▶ **Selected passage**:

-*-*-

Why should I pay for an app? - someeguy
https://textfiction.onyxbits.de/tipping-benefits/
======
makecheck
Money is extremely hard to come by in the software world.

A couple of anecdotes.

One, I created a game for iOS and Mac (and it’s not some cheap-looking
trinket; it’s extremely elaborate). After 4 months on both stores, the _grand
total_ units sold are less than even the threshold for payments (i.e. I
haven’t even been paid by Apple yet!) and the Mac version sold _more_! There
are also no reviews, or at least they are below the threshold. I strongly
believe the low sales are because I had the audacity to charge a couple bucks
up front instead of giving away everything for free. And the lack of reviews
are a chicken-and-egg problem that may also affect purchasing (still
interesting that people might resist spending even $3 over a lack of
reviews?).

On a separate project (that is free software and has been for decades), I
decided to try adding a donation link. It’s been up for over a month with a
grand total of $0 so far. And I have plenty of evidence that there are both
tons of visitors and actual users.

For some reason that needs to change industry-wide, software is essentially
not valued _at all_. It’s not even valued enough to “risk” a measly few bucks
up front on an App Store (even though people will shovel more to Starbucks in
a single day).

I am fortunate that I don’t “need” the extra income but I imagine many
developers really do. (And even if they didn’t, these things take serious time
and intelligence to build, and it’s reasonable to assume people want
compensation.)

-*-*-

▶ **What to do**:
In the thread above, how much money has the donation link on the free software project brought in so far?

▶ **Entries shown**:

-*-*-

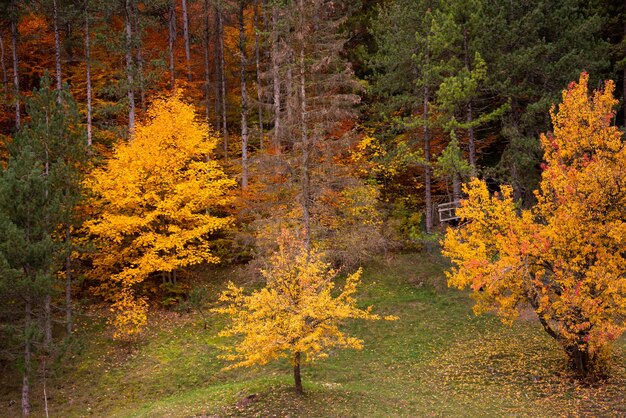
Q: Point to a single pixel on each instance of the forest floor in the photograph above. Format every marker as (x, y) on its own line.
(438, 359)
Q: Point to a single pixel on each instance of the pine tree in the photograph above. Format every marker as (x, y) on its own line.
(38, 192)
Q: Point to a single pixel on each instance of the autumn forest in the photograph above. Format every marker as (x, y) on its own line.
(312, 208)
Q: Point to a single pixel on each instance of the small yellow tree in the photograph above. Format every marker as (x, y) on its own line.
(566, 257)
(160, 199)
(296, 313)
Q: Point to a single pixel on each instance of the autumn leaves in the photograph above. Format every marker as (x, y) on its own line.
(161, 199)
(566, 256)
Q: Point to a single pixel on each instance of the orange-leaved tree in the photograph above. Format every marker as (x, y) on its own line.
(161, 198)
(297, 313)
(566, 257)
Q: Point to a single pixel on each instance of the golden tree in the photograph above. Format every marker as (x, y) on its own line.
(161, 198)
(296, 314)
(565, 257)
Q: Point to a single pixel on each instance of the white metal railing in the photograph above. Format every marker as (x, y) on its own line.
(447, 211)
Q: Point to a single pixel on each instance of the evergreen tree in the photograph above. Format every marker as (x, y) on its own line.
(38, 191)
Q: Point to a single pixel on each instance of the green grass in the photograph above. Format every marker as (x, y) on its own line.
(437, 360)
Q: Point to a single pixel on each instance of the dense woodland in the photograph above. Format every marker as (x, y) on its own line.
(144, 141)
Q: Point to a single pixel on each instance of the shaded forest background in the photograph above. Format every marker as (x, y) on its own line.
(345, 121)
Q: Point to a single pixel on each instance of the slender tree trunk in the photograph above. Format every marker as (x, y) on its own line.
(244, 100)
(296, 373)
(139, 58)
(427, 169)
(289, 99)
(47, 322)
(470, 116)
(5, 82)
(472, 138)
(306, 142)
(207, 67)
(186, 36)
(216, 61)
(88, 71)
(171, 41)
(276, 80)
(129, 72)
(624, 71)
(16, 74)
(456, 187)
(220, 20)
(68, 280)
(57, 45)
(580, 360)
(27, 355)
(258, 71)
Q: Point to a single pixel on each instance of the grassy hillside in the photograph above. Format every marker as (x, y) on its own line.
(437, 360)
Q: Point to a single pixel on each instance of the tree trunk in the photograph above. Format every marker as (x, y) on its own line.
(244, 100)
(16, 76)
(129, 72)
(276, 80)
(579, 359)
(27, 355)
(88, 71)
(470, 116)
(5, 82)
(258, 71)
(220, 21)
(456, 187)
(139, 58)
(472, 139)
(427, 169)
(216, 61)
(624, 71)
(57, 45)
(186, 36)
(306, 143)
(207, 67)
(47, 322)
(68, 280)
(171, 39)
(296, 373)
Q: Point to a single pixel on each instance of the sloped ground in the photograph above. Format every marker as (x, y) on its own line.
(437, 360)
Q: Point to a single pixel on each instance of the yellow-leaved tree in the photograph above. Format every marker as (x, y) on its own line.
(161, 198)
(566, 257)
(297, 313)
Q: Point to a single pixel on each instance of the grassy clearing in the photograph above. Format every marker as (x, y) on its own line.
(437, 360)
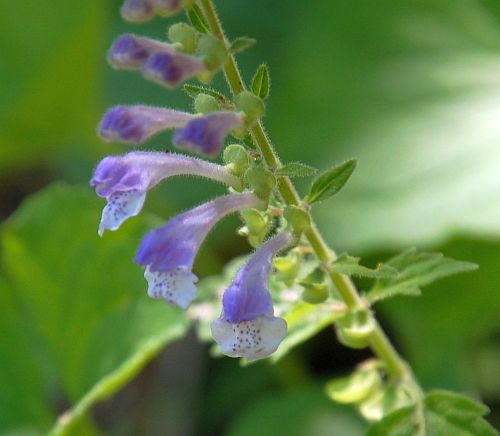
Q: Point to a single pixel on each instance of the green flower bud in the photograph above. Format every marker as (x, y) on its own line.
(298, 218)
(183, 34)
(213, 51)
(250, 104)
(204, 104)
(261, 180)
(355, 328)
(236, 159)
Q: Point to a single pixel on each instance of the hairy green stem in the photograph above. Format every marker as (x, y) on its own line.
(379, 342)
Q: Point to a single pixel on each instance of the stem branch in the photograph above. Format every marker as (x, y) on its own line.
(379, 342)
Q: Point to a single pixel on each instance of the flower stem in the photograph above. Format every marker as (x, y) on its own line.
(379, 342)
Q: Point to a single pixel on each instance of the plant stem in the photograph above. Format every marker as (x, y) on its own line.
(379, 342)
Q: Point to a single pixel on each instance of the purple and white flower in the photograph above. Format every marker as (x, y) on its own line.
(136, 124)
(205, 135)
(168, 253)
(247, 326)
(124, 181)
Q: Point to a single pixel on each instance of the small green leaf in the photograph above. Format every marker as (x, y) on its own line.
(354, 388)
(261, 82)
(416, 269)
(442, 414)
(241, 44)
(331, 182)
(296, 169)
(194, 90)
(197, 19)
(349, 265)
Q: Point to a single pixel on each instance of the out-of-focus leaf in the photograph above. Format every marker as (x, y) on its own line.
(49, 61)
(416, 269)
(298, 412)
(79, 324)
(330, 182)
(349, 265)
(444, 413)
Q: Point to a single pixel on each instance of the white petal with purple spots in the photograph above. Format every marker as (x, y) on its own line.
(121, 206)
(177, 287)
(254, 339)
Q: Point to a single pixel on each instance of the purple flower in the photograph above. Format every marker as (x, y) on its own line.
(137, 11)
(130, 51)
(124, 180)
(170, 68)
(168, 252)
(136, 124)
(247, 327)
(206, 135)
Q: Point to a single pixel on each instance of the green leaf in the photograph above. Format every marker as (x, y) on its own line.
(79, 314)
(261, 82)
(296, 169)
(444, 413)
(197, 19)
(416, 269)
(241, 44)
(349, 265)
(331, 182)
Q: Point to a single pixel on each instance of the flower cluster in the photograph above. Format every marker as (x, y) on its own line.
(247, 326)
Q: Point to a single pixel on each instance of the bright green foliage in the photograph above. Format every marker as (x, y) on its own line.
(261, 82)
(241, 44)
(330, 182)
(416, 269)
(78, 321)
(442, 414)
(197, 19)
(349, 265)
(296, 169)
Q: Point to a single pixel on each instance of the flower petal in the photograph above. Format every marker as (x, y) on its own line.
(121, 205)
(176, 287)
(254, 339)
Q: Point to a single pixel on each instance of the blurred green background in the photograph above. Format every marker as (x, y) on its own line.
(411, 89)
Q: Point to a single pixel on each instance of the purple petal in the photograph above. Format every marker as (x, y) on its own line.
(206, 135)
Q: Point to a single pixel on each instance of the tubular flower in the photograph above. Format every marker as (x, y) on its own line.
(247, 327)
(168, 252)
(124, 180)
(136, 124)
(205, 135)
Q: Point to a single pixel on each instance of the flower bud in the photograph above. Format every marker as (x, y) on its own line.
(354, 329)
(251, 105)
(236, 159)
(261, 180)
(298, 218)
(183, 34)
(213, 52)
(204, 104)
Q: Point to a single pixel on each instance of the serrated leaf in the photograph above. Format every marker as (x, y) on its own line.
(416, 269)
(296, 169)
(76, 307)
(197, 19)
(241, 44)
(443, 413)
(349, 265)
(194, 90)
(261, 82)
(330, 182)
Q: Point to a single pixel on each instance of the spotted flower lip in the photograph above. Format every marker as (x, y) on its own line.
(136, 124)
(171, 68)
(247, 326)
(205, 135)
(124, 180)
(168, 252)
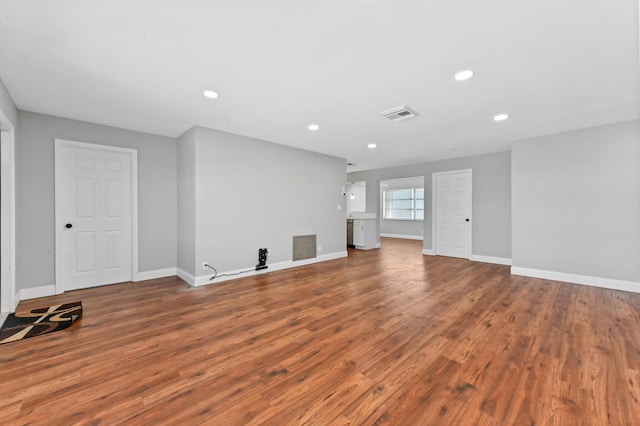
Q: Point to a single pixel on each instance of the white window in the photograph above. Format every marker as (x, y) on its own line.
(403, 204)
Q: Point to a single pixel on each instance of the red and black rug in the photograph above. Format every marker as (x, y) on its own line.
(23, 325)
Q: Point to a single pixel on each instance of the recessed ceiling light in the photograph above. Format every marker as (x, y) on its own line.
(464, 75)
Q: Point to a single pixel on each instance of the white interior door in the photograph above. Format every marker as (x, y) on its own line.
(452, 213)
(94, 215)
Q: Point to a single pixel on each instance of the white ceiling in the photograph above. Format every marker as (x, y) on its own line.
(281, 65)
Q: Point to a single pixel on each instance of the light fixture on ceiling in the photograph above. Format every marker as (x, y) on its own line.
(464, 75)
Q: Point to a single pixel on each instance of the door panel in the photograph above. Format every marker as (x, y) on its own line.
(94, 215)
(452, 218)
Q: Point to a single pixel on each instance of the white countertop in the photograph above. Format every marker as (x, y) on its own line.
(361, 215)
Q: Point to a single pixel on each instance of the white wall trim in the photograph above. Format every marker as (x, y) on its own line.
(578, 279)
(204, 279)
(491, 259)
(34, 292)
(403, 236)
(158, 273)
(185, 276)
(7, 219)
(59, 220)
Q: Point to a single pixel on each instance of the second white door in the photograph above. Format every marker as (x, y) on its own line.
(94, 215)
(452, 215)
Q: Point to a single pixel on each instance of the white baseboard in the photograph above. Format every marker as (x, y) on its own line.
(34, 292)
(578, 279)
(403, 236)
(491, 259)
(204, 280)
(158, 273)
(190, 279)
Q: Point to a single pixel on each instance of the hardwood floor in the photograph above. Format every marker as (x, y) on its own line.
(385, 336)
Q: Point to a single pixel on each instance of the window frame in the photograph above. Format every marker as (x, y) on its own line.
(414, 202)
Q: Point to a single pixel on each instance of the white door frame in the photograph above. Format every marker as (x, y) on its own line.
(7, 218)
(434, 215)
(59, 221)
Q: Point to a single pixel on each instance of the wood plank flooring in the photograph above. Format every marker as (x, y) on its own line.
(385, 336)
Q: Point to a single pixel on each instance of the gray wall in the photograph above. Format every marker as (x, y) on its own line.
(8, 107)
(576, 202)
(402, 227)
(252, 194)
(187, 202)
(491, 202)
(35, 208)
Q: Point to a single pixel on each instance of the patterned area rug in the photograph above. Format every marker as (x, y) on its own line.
(22, 325)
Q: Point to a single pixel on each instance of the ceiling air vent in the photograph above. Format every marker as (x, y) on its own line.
(400, 113)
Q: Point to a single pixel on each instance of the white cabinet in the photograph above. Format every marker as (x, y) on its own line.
(358, 233)
(365, 234)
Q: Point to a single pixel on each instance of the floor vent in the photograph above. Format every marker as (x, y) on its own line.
(304, 247)
(400, 113)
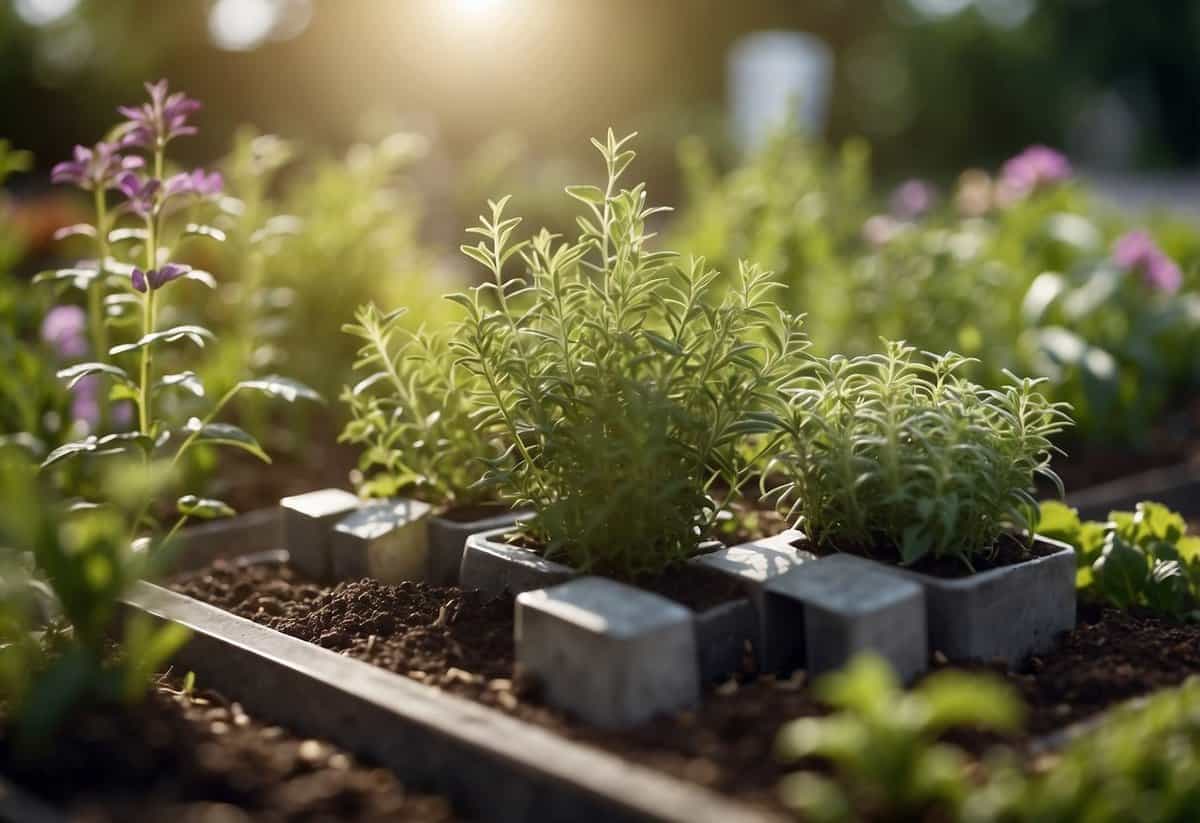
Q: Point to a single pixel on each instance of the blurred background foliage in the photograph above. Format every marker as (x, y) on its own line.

-*-*-

▶ **Final answer**:
$0, after being up for over a month.